SOURCE EXTRACT >>
☆ ☆ ☆ ☆

The first two papers focus on modeling the effect of human skin layers on reflectance. The authors of the first paper, “Practical Modeling and Acquisition of Layered Facial Reflectance” work in Paul Debevec’s group at the USC Institue for Creative Technologies, which has done a lot of influential work on acquisition of reflectance from human faces (the results of which are now being offered as a commercial product). Previous work focused on polarization to separate reflectance into specular and diffuse. Here diffuse is further separated into single scattering, shallow multiple scattering, and deep multiple scattering (using structured light). Specular and diffuse albedo are captured per-pixel. Unfortunately specular roughness (lobe width) is only captured for each of several regions and not per-pixel, but since normals are captured at very high resolution they could presumably be used to generate per-pixel roughness values which could be useful in rendering at lower resolutions, as we discuss in Section 7.8.1 of Real-Time Rendering. The scattering model is based on the dipole approximation of subsurface scattering introduced by Henrik Wann Jensen and others. NVIDIA have shown real-time rendering of such models using multiple texture-space diffusion passes.

☆ ☆ ☆ ☆

INFORMATION GIVEN >>
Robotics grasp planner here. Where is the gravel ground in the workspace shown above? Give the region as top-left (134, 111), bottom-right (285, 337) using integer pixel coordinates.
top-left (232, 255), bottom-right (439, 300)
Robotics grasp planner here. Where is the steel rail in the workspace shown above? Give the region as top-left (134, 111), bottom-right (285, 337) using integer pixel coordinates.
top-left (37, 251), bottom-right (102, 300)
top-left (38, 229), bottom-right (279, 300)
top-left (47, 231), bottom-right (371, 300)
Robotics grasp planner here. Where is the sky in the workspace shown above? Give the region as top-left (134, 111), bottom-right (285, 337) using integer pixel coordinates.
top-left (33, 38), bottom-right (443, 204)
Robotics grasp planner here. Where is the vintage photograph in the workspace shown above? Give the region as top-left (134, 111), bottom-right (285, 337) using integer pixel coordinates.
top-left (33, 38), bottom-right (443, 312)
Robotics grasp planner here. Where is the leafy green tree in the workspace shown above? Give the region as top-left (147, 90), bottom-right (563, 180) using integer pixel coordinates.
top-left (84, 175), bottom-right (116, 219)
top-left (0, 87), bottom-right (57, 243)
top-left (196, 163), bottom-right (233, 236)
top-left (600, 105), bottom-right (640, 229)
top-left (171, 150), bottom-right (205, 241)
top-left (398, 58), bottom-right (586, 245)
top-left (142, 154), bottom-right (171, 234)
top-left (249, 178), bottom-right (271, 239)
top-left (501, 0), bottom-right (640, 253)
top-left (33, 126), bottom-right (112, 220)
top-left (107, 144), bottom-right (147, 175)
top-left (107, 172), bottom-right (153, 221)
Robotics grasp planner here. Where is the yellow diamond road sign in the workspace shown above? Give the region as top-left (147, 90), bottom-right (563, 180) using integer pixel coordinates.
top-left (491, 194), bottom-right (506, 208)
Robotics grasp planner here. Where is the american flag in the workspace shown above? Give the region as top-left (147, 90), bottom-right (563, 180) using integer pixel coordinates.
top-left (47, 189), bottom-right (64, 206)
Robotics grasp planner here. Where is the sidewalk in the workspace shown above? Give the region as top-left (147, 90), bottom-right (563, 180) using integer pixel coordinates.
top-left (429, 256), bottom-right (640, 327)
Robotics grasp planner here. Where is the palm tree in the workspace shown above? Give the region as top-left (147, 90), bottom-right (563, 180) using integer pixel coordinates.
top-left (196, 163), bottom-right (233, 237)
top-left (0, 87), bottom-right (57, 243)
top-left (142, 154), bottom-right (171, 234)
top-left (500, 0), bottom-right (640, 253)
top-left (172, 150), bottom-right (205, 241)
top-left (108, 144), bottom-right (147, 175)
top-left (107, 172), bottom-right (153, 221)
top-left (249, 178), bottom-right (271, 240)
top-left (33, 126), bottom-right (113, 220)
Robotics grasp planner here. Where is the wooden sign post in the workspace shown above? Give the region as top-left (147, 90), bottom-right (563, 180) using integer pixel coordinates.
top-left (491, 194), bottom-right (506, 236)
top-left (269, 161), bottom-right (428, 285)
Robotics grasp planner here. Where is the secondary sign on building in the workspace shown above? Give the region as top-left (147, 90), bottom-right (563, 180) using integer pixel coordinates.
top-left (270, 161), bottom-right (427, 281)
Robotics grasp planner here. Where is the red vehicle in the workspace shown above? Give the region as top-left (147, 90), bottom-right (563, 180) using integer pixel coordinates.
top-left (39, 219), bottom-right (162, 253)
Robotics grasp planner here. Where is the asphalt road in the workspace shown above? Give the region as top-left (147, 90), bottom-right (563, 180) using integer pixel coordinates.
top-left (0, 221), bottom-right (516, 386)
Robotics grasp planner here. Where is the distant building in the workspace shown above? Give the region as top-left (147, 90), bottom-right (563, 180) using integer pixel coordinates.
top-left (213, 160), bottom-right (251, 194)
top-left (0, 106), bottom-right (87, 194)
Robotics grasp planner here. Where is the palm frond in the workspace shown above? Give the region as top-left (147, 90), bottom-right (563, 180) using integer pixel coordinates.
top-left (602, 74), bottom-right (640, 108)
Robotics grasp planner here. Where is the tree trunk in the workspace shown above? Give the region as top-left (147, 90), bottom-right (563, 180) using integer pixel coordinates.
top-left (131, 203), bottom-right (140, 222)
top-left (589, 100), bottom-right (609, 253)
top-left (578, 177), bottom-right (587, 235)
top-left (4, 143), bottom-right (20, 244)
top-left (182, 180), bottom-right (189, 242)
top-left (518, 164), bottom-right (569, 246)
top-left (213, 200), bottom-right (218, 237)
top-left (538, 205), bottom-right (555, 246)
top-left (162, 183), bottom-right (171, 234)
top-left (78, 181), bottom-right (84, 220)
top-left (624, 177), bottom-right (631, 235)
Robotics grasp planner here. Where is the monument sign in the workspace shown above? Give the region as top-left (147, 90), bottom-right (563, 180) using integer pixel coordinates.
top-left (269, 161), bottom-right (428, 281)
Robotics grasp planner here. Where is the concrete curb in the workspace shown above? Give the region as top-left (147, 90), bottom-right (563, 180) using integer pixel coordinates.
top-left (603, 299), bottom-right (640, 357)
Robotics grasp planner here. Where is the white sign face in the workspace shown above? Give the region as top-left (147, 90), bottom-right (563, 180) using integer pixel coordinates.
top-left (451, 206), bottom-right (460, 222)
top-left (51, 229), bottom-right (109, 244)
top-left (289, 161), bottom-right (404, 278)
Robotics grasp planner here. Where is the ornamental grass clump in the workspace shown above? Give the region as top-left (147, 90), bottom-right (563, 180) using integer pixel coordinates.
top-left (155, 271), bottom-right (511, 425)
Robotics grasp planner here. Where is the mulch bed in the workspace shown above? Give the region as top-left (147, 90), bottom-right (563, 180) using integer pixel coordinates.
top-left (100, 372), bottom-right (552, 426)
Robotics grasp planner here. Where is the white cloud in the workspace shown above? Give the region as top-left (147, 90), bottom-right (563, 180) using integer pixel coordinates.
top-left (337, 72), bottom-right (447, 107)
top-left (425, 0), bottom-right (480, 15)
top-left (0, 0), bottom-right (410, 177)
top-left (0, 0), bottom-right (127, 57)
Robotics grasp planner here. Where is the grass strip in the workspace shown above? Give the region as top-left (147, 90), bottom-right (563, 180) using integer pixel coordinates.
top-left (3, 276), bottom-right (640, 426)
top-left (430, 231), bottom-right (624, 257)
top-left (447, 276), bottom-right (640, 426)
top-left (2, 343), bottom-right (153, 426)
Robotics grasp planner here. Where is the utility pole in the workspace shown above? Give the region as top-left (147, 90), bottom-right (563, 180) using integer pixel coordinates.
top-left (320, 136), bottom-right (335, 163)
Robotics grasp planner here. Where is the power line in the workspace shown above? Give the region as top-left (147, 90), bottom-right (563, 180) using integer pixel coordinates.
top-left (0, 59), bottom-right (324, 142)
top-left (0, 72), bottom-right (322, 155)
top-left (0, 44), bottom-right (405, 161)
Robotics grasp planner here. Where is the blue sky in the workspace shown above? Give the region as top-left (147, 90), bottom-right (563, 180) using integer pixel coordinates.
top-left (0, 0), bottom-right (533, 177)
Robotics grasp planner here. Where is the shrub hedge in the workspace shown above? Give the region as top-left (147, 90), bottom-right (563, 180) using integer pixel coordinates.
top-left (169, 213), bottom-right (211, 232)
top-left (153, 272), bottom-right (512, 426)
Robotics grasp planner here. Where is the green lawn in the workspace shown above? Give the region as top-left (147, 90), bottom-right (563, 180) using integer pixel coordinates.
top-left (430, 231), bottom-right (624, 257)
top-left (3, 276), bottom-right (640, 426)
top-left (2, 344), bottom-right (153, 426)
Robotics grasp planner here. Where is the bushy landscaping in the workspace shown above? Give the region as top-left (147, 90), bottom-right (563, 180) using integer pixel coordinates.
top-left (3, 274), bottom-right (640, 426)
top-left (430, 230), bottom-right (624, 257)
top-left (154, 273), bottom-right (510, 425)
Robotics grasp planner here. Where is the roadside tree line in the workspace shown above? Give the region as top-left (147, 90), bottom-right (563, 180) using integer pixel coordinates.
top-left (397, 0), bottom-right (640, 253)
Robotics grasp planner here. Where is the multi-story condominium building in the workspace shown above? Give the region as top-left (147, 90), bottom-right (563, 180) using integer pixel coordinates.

☆ ☆ ☆ ☆

In the facial reflectance text, into which three components is diffuse reflectance further separated? The lines are separate material, unrelated to the facial reflectance text.

Single scattering, shallow multiple scattering, and deep multiple scattering.